Task ▸ Taking the line that contains "Query: yellow brick pillar" as the first, copy each line exactly up to and including the last line below.

Extracted material ▸
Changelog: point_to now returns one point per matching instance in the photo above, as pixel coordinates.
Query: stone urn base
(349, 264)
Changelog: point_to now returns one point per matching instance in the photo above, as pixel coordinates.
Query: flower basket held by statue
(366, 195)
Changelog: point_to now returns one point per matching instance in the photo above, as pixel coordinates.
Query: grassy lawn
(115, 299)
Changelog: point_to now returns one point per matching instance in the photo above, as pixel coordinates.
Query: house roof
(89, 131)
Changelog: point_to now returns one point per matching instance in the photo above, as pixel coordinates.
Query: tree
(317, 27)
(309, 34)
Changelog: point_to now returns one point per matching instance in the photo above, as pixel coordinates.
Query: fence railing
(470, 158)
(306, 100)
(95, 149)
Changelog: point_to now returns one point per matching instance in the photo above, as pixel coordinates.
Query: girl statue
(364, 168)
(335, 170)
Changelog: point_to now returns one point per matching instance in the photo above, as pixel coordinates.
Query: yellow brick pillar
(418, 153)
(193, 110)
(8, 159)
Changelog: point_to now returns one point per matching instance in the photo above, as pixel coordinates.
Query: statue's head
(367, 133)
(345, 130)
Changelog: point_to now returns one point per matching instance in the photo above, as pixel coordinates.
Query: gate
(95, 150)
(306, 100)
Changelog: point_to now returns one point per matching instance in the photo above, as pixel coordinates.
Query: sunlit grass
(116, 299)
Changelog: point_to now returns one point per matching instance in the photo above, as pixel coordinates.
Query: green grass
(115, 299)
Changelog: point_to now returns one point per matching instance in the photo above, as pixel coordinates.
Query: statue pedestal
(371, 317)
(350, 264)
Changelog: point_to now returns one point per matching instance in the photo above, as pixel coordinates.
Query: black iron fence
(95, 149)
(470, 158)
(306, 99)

Your solution ▸
Query: yellow brick pillar
(418, 153)
(193, 110)
(8, 159)
Changelog: point_to now returns one point per matching instance in the photo above, as pixel coordinates.
Query: statue's head
(367, 133)
(345, 130)
Changelog: point_to now returns one point per matching instance in the photo above, as pixel coordinates.
Query: gate
(95, 150)
(306, 100)
Changelog: point_to now returns one point per matching instance in the photo above, as pixel coordinates.
Query: sunlit grass
(116, 299)
Changelog: point_to now returns one point per matching instance in the photo above, as pixel coordinates.
Query: green grass
(115, 299)
Changelog: point_to now returns one point per matching instance in the photo above, as pixel coordinates.
Query: statue pedestal
(371, 317)
(350, 264)
Changelog: point_to now returns one point per matching instance in the photo above, as pixel coordinates.
Query: black iron fence
(95, 149)
(470, 158)
(306, 99)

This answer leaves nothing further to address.